Read the listing and extract each line that includes the word "pole".

Start of Data extract

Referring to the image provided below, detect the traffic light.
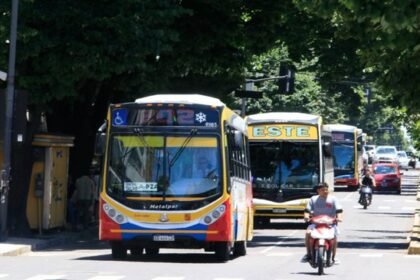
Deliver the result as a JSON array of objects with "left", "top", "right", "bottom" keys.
[{"left": 278, "top": 64, "right": 295, "bottom": 94}]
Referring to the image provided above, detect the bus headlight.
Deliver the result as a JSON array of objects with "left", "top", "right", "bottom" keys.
[
  {"left": 202, "top": 203, "right": 227, "bottom": 225},
  {"left": 108, "top": 208, "right": 116, "bottom": 218},
  {"left": 103, "top": 203, "right": 127, "bottom": 224}
]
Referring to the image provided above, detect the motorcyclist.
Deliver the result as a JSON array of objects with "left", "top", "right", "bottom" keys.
[
  {"left": 359, "top": 170, "right": 375, "bottom": 203},
  {"left": 302, "top": 182, "right": 343, "bottom": 264}
]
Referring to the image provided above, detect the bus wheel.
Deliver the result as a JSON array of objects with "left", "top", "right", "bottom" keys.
[
  {"left": 145, "top": 247, "right": 159, "bottom": 255},
  {"left": 130, "top": 247, "right": 144, "bottom": 256},
  {"left": 215, "top": 242, "right": 231, "bottom": 262},
  {"left": 233, "top": 241, "right": 247, "bottom": 256},
  {"left": 111, "top": 242, "right": 127, "bottom": 260}
]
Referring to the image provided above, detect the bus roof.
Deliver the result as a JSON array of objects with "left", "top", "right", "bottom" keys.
[
  {"left": 135, "top": 94, "right": 225, "bottom": 107},
  {"left": 246, "top": 112, "right": 321, "bottom": 125},
  {"left": 324, "top": 124, "right": 359, "bottom": 133}
]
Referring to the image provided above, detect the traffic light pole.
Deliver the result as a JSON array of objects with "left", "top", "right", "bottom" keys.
[
  {"left": 239, "top": 74, "right": 291, "bottom": 117},
  {"left": 1, "top": 0, "right": 19, "bottom": 242}
]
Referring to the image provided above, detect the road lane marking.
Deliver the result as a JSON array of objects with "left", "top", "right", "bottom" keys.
[
  {"left": 377, "top": 206, "right": 391, "bottom": 210},
  {"left": 0, "top": 275, "right": 8, "bottom": 279},
  {"left": 404, "top": 255, "right": 420, "bottom": 258},
  {"left": 360, "top": 253, "right": 383, "bottom": 258},
  {"left": 151, "top": 278, "right": 184, "bottom": 280},
  {"left": 266, "top": 252, "right": 293, "bottom": 257},
  {"left": 25, "top": 275, "right": 66, "bottom": 280},
  {"left": 402, "top": 207, "right": 416, "bottom": 211},
  {"left": 260, "top": 230, "right": 298, "bottom": 254},
  {"left": 383, "top": 200, "right": 395, "bottom": 202},
  {"left": 214, "top": 278, "right": 243, "bottom": 280},
  {"left": 87, "top": 276, "right": 126, "bottom": 280}
]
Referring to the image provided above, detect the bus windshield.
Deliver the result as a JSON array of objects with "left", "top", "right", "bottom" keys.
[
  {"left": 250, "top": 142, "right": 319, "bottom": 200},
  {"left": 107, "top": 134, "right": 221, "bottom": 199},
  {"left": 333, "top": 143, "right": 355, "bottom": 176}
]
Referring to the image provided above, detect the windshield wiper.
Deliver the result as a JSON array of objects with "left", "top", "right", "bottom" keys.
[
  {"left": 169, "top": 128, "right": 197, "bottom": 167},
  {"left": 158, "top": 129, "right": 197, "bottom": 201}
]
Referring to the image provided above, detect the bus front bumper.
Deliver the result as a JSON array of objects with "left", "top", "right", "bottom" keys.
[{"left": 252, "top": 198, "right": 309, "bottom": 219}]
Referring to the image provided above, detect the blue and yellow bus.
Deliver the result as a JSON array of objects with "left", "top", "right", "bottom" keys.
[
  {"left": 323, "top": 124, "right": 364, "bottom": 190},
  {"left": 246, "top": 112, "right": 334, "bottom": 225},
  {"left": 95, "top": 94, "right": 253, "bottom": 261}
]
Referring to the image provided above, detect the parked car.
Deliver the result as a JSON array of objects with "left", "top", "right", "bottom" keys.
[
  {"left": 373, "top": 145, "right": 398, "bottom": 164},
  {"left": 372, "top": 163, "right": 402, "bottom": 194},
  {"left": 397, "top": 151, "right": 410, "bottom": 170},
  {"left": 364, "top": 145, "right": 376, "bottom": 164}
]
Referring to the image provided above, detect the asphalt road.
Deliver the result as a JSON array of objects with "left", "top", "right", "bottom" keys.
[{"left": 0, "top": 169, "right": 419, "bottom": 280}]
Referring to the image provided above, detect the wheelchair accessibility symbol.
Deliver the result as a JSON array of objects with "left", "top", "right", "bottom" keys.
[{"left": 112, "top": 109, "right": 128, "bottom": 126}]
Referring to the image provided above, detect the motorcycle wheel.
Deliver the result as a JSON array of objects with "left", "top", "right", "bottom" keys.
[{"left": 317, "top": 247, "right": 325, "bottom": 275}]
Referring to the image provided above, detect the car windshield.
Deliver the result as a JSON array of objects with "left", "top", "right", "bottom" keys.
[
  {"left": 397, "top": 152, "right": 407, "bottom": 158},
  {"left": 374, "top": 165, "right": 397, "bottom": 174}
]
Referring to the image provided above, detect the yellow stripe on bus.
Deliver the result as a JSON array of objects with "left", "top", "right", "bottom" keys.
[
  {"left": 115, "top": 136, "right": 217, "bottom": 147},
  {"left": 247, "top": 124, "right": 318, "bottom": 140}
]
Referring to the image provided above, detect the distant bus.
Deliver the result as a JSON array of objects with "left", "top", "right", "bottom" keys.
[
  {"left": 324, "top": 124, "right": 364, "bottom": 190},
  {"left": 95, "top": 94, "right": 253, "bottom": 261},
  {"left": 245, "top": 112, "right": 334, "bottom": 225}
]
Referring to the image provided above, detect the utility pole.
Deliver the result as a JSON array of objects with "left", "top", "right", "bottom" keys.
[{"left": 1, "top": 0, "right": 19, "bottom": 242}]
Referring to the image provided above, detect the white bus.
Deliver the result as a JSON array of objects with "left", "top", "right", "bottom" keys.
[
  {"left": 246, "top": 112, "right": 334, "bottom": 225},
  {"left": 324, "top": 124, "right": 364, "bottom": 190}
]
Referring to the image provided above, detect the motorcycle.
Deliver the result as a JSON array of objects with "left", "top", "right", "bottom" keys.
[
  {"left": 308, "top": 215, "right": 337, "bottom": 275},
  {"left": 359, "top": 184, "right": 373, "bottom": 209}
]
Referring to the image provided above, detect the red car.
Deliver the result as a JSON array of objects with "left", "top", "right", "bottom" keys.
[{"left": 372, "top": 163, "right": 402, "bottom": 194}]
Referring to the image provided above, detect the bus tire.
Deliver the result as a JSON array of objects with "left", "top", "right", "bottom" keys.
[
  {"left": 215, "top": 242, "right": 231, "bottom": 262},
  {"left": 111, "top": 242, "right": 127, "bottom": 260},
  {"left": 233, "top": 241, "right": 247, "bottom": 256},
  {"left": 130, "top": 247, "right": 144, "bottom": 256}
]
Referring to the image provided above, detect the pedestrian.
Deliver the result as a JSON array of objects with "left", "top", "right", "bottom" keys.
[
  {"left": 71, "top": 173, "right": 95, "bottom": 230},
  {"left": 90, "top": 168, "right": 100, "bottom": 223}
]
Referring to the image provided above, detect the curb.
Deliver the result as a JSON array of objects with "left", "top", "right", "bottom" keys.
[
  {"left": 408, "top": 180, "right": 420, "bottom": 254},
  {"left": 0, "top": 226, "right": 98, "bottom": 256}
]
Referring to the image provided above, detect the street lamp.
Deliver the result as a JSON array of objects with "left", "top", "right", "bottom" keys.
[{"left": 1, "top": 0, "right": 19, "bottom": 242}]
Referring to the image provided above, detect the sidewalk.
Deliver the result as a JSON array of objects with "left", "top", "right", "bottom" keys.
[{"left": 0, "top": 225, "right": 98, "bottom": 256}]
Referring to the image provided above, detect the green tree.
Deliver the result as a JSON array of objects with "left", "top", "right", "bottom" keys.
[{"left": 294, "top": 0, "right": 420, "bottom": 114}]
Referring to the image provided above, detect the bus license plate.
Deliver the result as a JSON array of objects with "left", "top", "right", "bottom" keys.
[
  {"left": 273, "top": 208, "right": 287, "bottom": 213},
  {"left": 153, "top": 235, "right": 175, "bottom": 242}
]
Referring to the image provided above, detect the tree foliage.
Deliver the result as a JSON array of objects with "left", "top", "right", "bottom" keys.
[{"left": 0, "top": 0, "right": 418, "bottom": 171}]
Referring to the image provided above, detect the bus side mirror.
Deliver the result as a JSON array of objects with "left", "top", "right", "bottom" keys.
[
  {"left": 94, "top": 132, "right": 106, "bottom": 156},
  {"left": 94, "top": 121, "right": 107, "bottom": 156},
  {"left": 323, "top": 142, "right": 332, "bottom": 157}
]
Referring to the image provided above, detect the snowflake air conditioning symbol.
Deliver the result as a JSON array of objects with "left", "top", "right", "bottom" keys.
[{"left": 195, "top": 112, "right": 207, "bottom": 123}]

End of Data extract

=== Response to this exercise ===
Referring to the image provided above, detect the traffic light pole.
Referring to the image provided above, detect the utility pole.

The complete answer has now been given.